Directions —
Count how many lines in the records below contain the word "side", treating uppercase and lowercase as different, and give only the number.

** start Data shown **

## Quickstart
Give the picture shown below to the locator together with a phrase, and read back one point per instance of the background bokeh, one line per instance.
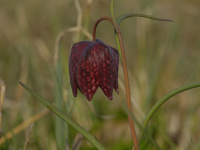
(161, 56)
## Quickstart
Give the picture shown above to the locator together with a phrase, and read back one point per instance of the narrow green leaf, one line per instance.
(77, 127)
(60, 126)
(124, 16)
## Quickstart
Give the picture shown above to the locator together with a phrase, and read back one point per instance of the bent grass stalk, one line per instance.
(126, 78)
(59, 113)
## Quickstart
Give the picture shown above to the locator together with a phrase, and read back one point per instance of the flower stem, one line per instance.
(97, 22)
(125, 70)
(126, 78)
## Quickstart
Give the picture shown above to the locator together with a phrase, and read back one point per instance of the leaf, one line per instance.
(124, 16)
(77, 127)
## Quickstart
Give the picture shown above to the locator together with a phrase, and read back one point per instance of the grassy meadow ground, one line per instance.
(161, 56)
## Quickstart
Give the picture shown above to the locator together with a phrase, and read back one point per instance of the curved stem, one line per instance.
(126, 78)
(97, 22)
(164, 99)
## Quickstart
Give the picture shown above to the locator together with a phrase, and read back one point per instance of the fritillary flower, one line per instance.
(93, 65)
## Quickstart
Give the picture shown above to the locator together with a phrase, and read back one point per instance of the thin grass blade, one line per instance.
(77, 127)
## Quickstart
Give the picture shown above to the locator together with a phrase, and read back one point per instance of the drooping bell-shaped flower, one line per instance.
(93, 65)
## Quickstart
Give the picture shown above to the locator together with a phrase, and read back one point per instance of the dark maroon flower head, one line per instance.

** end Data shown **
** start Data shown **

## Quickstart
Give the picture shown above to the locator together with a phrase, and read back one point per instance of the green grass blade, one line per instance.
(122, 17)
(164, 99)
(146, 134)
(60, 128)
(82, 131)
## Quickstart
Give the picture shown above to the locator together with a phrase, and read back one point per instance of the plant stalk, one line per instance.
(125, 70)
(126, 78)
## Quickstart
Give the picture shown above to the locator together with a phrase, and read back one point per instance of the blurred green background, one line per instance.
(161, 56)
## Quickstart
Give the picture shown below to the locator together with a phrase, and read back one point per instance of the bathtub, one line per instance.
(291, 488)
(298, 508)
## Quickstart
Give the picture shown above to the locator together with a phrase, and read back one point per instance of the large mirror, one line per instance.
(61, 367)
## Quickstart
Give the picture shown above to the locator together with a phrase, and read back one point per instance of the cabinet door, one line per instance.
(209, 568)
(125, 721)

** end Data shown **
** start Data shown **

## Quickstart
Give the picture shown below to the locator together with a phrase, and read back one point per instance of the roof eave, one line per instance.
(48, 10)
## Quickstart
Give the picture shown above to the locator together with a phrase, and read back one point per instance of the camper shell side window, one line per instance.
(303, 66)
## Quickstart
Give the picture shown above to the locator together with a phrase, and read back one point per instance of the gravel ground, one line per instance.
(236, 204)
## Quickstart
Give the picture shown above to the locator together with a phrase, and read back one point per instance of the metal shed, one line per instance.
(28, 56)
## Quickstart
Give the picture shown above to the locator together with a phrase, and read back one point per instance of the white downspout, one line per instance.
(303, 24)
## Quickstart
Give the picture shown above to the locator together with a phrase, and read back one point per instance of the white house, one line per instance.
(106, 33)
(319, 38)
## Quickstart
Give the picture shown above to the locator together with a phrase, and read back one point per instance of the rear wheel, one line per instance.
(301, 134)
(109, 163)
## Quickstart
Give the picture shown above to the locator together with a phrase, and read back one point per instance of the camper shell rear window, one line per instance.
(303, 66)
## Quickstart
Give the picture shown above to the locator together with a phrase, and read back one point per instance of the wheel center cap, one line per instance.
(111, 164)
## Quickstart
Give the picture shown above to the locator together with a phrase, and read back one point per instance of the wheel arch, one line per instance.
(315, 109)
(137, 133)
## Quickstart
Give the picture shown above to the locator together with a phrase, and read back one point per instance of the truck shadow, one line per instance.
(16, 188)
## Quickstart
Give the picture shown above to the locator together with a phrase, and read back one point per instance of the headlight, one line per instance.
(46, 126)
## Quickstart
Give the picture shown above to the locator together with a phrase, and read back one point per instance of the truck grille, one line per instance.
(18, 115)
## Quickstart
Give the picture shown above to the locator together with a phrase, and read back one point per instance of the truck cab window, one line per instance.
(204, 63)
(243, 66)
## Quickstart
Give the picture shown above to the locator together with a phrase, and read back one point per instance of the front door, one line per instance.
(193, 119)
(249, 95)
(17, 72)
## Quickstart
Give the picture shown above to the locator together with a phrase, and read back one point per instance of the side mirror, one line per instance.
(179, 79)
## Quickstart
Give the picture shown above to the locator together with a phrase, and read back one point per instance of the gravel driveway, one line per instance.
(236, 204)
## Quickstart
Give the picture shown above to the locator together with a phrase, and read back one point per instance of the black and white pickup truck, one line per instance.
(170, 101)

** end Data shown **

Finished exercise —
2